§ TASK TO CARRY OUT
Every entry below should be repeated exactly; the pictures should not.

§ RECORDED INFORMATION
##############################
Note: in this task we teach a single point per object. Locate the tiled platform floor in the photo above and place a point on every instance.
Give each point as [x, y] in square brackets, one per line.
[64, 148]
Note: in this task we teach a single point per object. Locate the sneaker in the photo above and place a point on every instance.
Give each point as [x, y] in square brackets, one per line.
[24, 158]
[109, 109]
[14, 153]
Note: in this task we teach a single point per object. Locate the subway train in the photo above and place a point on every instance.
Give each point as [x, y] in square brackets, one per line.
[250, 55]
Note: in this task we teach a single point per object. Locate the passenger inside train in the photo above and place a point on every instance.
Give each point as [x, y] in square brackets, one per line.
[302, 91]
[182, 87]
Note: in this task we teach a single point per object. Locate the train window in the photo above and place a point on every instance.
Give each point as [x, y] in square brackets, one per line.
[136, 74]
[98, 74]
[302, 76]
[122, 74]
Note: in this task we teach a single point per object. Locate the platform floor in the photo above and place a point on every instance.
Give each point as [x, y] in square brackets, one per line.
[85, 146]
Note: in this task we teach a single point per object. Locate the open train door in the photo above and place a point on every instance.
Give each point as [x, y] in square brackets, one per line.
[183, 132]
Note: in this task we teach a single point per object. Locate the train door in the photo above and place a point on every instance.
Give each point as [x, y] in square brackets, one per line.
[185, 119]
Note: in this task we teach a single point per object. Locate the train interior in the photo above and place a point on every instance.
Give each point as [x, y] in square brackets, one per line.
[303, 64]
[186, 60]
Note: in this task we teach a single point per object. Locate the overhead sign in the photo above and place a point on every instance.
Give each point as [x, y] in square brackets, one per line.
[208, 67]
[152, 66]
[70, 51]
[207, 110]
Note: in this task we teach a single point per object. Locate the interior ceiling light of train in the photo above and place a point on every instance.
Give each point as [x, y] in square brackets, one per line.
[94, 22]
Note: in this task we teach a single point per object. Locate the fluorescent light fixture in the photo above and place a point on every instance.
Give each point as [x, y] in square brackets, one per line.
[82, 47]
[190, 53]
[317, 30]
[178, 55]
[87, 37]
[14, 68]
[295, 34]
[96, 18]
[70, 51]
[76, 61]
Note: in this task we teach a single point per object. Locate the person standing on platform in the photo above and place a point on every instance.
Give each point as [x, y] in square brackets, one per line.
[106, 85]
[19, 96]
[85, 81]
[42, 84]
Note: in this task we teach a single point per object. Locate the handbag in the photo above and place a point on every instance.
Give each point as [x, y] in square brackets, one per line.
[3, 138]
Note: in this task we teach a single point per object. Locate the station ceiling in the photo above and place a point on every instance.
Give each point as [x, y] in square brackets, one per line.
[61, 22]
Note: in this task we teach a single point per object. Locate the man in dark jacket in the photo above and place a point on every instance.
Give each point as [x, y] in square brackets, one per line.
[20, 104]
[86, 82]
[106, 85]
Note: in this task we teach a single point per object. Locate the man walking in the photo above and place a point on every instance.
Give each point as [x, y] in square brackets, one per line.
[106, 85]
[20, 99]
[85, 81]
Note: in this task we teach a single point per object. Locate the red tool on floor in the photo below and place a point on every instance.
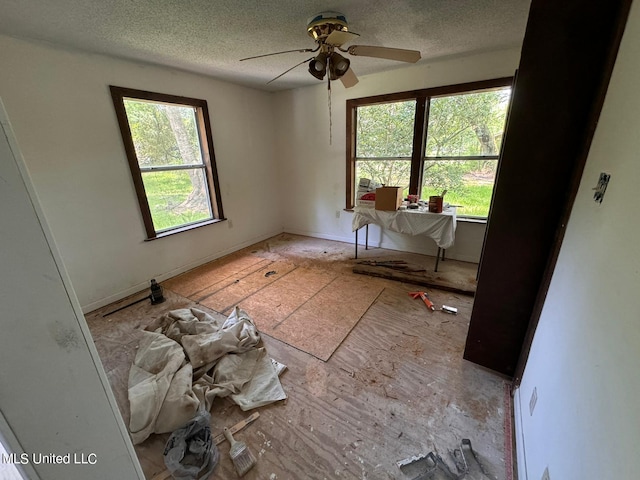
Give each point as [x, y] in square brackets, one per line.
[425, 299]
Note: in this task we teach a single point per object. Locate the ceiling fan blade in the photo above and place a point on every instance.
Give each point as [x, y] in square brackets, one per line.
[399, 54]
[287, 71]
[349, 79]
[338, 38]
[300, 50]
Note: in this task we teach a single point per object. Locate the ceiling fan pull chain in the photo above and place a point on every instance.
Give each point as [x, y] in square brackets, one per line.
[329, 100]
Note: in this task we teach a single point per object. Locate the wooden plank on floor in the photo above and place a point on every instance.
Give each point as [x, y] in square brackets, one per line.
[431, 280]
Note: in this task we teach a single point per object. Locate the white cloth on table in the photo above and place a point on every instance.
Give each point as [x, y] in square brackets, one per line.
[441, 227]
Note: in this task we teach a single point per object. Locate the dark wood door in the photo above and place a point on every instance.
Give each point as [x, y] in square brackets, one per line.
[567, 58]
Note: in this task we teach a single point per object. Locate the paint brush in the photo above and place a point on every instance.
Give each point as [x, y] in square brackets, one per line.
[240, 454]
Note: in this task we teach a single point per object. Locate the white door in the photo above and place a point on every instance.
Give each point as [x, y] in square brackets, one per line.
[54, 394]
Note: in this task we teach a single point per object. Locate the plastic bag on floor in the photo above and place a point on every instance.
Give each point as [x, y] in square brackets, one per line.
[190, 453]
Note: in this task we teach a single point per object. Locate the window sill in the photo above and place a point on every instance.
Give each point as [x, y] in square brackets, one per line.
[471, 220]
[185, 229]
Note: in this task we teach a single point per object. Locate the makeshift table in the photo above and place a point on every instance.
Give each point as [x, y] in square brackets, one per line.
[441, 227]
##############################
§ RESULT FOR THIS TASK
Note: in this task we teach a single point per object. Locate the tiled platform floor in the photo above and place a point on every instance.
Give each point as [x, y] in square brackets, one per line.
[64, 148]
Note: in this task we teach a single point per object. Locate the sneaker in the photo above and place a point on every instance.
Give each point as [x, y] in square brackets, one per line.
[24, 158]
[109, 109]
[14, 153]
Note: in this task we teach a single point per object. Locate the subway train in the photo above and place a point on every instance.
Give each point as [x, y] in square brackets, one per line.
[250, 55]
Note: in this task we teach a single point per object. Locate the passenger inside train in the photo above and place a point on every instance.
Give each point as [x, y] in square brackets, one per line.
[302, 91]
[182, 87]
Note: in this task we teach a single point per object. Locate the train window in the photo above and place a point on every instance.
Give each point as [x, y] in square brackets, one per line.
[136, 74]
[98, 74]
[302, 76]
[122, 74]
Note: in this task we teach a single point per object. Locate the platform floor in the photo above and place a point on every instance.
Give each point as [x, y] in square brackets, one per line.
[85, 146]
Note: in this task we teach a single point per object. Locate the open train door in the photo above and place a point on every instance.
Give each point as [x, y] in square brackets, one per line.
[183, 132]
Note: in this task we teach a single point per object. Locate the train door in the photo above and place a point on every instance.
Give each point as [x, y] in square brackets, one per line.
[185, 119]
Note: in this task we teach a single point per object. Locate the train interior in the photo above and place a point on every instance.
Give each point as [x, y] in square brackets, one per line.
[303, 64]
[186, 60]
Note: in this task we teach a single point per object. Locate the overhead sign in the photo above and place a point on every instance.
Give each point as [x, y] in square brackets, one per line.
[208, 67]
[152, 66]
[70, 51]
[207, 110]
Note: in this task we teach a single point per object. Locate the interior ceiling light of train in the photo above and place a point on every instance.
Give each point as [x, y] in square brackets, one per line.
[94, 22]
Note: in this task we teach a single point per object. Locate the fluorescent light fixture in the photo above and place a point on every instance.
Give each point as [x, y] in square brackets, one per line.
[82, 47]
[190, 53]
[317, 30]
[178, 55]
[87, 37]
[14, 68]
[295, 34]
[96, 18]
[70, 51]
[76, 61]
Note: in this task we teach a single point per object. Locate the person standing on platform in the photo above and place a point on every instance.
Give each point as [x, y] in square brackets, one per line.
[106, 85]
[19, 96]
[85, 81]
[42, 84]
Note: in this task we teach a single point per object. Locate the handbag in the photo above and place a point on every instance.
Give each point as [x, y] in square brackets, one per line.
[3, 138]
Note: in this task we teach a single point per object. Locate the station ceiling in the photo above and place a point on every instance.
Give each point as [x, y] in square brackets, one per line.
[61, 22]
Note: in this task we teach a single point per object. Locate the man in dark jacket in the photo above and place a point on every instance.
Give each point as [x, y] in square brackets, one per line.
[20, 104]
[86, 82]
[106, 85]
Note: in this task we teach a single point per object. Locate the man walking in the photo above and place a point on every instance.
Give each point as [x, y] in square brackets, one per line.
[106, 85]
[20, 99]
[85, 81]
Note: in this task we teach a single point per object. Locate the red tool on floor in the photo below and place a point on every instance.
Give each point as [x, y] in square brackets, one per line.
[425, 299]
Note: in this task we teach a single point per object. Locate the ceiling fan blade in the photo above and place a point on every instance.
Give each point as [x, y] in square brackets, one per line.
[399, 54]
[287, 71]
[349, 79]
[338, 38]
[300, 50]
Note: in this task we teach a single point per object. Locate the ceiling fan pull chain in the photo above and place a point on every instance.
Give each point as [x, y] in square brackets, one per line.
[329, 100]
Note: in this task we teach a single point per object. Locate the wooden plank on floor in the photo above and place a point on every instance.
Give each point as [x, y] in square brackets, one per line.
[431, 280]
Note: in this task we teach a single point per object. Locate the white cloth on table in the photo above and place a point on every instance.
Give each point as [x, y] in square brackets, one per line.
[441, 227]
Note: in this task we teach a single point per object. Locate the dark wood door in the photo above and place a point on every instance.
Give each point as [x, y] in square brackets, one per line.
[567, 58]
Note: in this task we teach a single point per object. Locate the paint brush in the photo above and place a point on every instance.
Give each point as [x, y] in square brackets, one per line.
[240, 454]
Note: in this task we teach a single point per object. Locate the white door in the photo above and place a point on every instance.
Give each point as [x, y] in square brackets, one per line.
[54, 394]
Note: in this task we teach a single point per object. Locate the plastic bag on floor in the photo above and place a point on every instance.
Give each point as [x, y] in square brackets, one per line.
[190, 453]
Note: in this task we teach a single point per object. Locate the window sill in the photo above and place a point on every instance.
Give each point as [x, y] in square brackets, one per line.
[471, 220]
[185, 229]
Note: in this task we teach a single point per object. Locate the makeshift table in the photo above and place a point on every instance.
Give each point as [x, y] in square brackets, one per line.
[441, 227]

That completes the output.